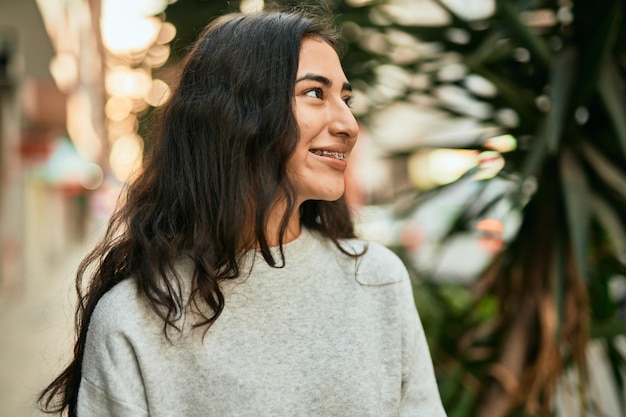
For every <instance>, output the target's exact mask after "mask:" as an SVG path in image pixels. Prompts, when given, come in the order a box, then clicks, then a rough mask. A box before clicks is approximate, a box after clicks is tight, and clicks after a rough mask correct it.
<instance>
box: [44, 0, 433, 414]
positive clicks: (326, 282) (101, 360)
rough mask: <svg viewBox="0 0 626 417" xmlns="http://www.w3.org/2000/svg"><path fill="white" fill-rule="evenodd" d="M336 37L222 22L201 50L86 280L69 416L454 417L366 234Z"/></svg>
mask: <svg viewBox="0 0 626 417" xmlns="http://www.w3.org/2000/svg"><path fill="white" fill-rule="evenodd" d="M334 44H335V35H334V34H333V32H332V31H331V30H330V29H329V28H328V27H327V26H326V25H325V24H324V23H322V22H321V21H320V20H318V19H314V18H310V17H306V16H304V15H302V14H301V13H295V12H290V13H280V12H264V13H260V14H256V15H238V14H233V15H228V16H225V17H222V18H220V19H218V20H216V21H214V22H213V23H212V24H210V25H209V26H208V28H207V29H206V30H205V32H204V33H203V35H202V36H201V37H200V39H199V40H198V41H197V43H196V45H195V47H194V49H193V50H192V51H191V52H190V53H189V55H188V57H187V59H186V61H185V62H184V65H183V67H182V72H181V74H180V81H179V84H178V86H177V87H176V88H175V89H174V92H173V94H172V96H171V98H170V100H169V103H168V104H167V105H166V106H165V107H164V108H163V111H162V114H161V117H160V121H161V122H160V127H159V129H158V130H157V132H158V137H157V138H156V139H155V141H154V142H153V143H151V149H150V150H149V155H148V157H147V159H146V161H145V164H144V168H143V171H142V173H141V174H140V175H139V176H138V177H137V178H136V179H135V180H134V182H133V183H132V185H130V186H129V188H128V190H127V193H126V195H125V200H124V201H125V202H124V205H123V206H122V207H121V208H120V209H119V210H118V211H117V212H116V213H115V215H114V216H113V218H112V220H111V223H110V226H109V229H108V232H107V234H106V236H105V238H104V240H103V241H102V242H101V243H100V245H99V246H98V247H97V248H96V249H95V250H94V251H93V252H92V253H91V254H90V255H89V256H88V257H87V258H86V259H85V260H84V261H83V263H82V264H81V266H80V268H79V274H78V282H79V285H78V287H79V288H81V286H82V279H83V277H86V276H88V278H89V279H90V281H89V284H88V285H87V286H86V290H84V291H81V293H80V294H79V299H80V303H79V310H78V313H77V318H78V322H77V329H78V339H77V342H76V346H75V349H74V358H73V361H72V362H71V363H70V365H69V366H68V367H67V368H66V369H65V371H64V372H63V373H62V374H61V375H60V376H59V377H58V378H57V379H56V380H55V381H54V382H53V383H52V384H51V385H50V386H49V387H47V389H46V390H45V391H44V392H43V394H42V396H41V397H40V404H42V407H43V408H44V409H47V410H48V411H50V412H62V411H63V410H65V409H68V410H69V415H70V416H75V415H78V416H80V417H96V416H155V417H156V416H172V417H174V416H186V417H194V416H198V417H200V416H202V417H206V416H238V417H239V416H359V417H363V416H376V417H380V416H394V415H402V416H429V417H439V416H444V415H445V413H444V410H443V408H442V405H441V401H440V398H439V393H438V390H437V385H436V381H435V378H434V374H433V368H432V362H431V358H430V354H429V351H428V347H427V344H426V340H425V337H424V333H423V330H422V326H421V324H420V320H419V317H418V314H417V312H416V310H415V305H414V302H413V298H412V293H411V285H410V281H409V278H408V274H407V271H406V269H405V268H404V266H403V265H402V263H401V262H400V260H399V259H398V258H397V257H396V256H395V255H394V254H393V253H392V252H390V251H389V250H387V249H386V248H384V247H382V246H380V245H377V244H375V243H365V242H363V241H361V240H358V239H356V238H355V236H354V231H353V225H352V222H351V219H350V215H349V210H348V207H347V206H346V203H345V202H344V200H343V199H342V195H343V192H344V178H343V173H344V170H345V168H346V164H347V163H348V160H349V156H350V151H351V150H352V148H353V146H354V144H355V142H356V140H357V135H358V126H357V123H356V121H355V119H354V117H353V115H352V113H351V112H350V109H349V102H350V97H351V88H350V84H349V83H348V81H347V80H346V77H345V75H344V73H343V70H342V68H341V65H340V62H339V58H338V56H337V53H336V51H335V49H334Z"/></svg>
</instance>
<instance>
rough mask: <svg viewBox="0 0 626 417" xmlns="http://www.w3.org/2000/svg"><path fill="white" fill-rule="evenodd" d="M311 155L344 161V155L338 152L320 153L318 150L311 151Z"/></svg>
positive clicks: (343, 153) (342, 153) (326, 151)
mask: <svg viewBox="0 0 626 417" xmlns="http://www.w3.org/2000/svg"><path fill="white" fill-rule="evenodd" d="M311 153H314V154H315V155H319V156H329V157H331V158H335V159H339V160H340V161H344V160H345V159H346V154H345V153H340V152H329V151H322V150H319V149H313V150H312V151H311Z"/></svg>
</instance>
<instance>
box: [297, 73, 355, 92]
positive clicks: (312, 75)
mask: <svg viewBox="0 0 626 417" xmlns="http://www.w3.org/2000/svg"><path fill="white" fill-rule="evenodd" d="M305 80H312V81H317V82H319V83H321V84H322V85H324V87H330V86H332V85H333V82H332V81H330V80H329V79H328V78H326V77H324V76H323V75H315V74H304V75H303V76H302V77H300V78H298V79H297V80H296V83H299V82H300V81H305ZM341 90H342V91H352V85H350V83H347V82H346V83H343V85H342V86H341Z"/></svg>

==

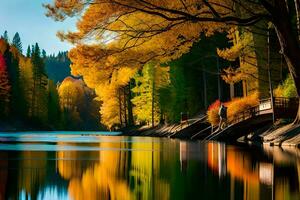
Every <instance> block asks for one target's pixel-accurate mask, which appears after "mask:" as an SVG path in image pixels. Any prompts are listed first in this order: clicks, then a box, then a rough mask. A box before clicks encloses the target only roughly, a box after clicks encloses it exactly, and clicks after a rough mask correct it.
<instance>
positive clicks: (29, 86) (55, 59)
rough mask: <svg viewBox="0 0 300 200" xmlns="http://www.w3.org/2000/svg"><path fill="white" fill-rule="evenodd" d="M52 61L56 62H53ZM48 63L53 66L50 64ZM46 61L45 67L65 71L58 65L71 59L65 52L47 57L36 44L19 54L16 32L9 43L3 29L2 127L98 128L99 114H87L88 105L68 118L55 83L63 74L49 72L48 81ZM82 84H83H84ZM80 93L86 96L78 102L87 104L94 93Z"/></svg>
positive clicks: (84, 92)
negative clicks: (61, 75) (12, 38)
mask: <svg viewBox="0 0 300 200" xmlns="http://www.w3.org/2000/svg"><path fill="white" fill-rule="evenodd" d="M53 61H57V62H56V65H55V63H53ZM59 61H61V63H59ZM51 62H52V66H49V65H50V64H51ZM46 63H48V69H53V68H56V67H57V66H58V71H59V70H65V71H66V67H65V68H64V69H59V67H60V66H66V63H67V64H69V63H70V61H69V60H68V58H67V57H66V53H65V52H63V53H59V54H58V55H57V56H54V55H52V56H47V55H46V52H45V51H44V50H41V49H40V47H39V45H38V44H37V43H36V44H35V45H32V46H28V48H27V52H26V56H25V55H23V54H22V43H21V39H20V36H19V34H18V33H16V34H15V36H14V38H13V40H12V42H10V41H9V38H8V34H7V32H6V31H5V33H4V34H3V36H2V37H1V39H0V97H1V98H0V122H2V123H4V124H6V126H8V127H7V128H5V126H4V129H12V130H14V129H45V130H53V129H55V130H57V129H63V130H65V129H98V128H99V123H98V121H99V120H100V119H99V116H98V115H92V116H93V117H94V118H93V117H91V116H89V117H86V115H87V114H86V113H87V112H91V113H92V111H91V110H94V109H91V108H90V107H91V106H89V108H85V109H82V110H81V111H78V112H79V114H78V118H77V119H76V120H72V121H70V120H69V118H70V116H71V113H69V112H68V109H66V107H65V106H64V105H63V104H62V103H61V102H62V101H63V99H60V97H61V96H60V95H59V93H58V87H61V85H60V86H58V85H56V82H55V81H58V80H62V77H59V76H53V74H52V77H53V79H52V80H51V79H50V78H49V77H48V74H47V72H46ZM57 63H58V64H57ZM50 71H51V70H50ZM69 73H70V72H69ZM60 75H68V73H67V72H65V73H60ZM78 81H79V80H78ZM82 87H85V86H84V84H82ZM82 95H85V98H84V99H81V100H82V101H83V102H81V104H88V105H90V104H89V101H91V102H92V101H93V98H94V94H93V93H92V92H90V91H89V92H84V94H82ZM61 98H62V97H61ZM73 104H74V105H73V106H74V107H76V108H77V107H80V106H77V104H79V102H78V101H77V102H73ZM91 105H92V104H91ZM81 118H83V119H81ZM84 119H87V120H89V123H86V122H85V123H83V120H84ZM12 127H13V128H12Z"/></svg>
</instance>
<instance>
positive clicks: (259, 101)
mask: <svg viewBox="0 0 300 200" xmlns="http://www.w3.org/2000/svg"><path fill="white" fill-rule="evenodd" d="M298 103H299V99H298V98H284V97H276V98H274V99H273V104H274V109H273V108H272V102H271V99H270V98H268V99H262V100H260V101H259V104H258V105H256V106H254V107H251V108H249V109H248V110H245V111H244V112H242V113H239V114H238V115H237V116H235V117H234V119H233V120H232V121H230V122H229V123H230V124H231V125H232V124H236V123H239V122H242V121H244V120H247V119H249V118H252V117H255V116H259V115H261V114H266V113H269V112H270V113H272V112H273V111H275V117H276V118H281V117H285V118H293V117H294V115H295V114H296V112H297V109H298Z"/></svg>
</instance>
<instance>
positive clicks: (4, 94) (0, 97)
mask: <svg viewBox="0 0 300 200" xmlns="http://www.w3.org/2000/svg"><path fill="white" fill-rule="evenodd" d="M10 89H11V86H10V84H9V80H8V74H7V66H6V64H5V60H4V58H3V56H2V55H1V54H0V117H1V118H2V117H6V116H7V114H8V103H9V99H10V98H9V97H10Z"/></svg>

__WORK TO BE COMPLETED__: Will you return exactly the lines above from the one with "For every <instance>, output" down to the one with "positive clicks: (326, 282) (101, 360)", counting both as part of the range?

__TASK RESULT__:
For every <instance>, output the target's exact mask after "mask:" as an SVG path in image pixels. Prompts, when given, come in the order a box, then clicks, then a rough mask. A box before clicks is approximate, a box after clicks is tight, and clicks after a rough mask correct it.
<instance>
box: [44, 0, 433, 414]
positive clicks: (326, 282) (101, 360)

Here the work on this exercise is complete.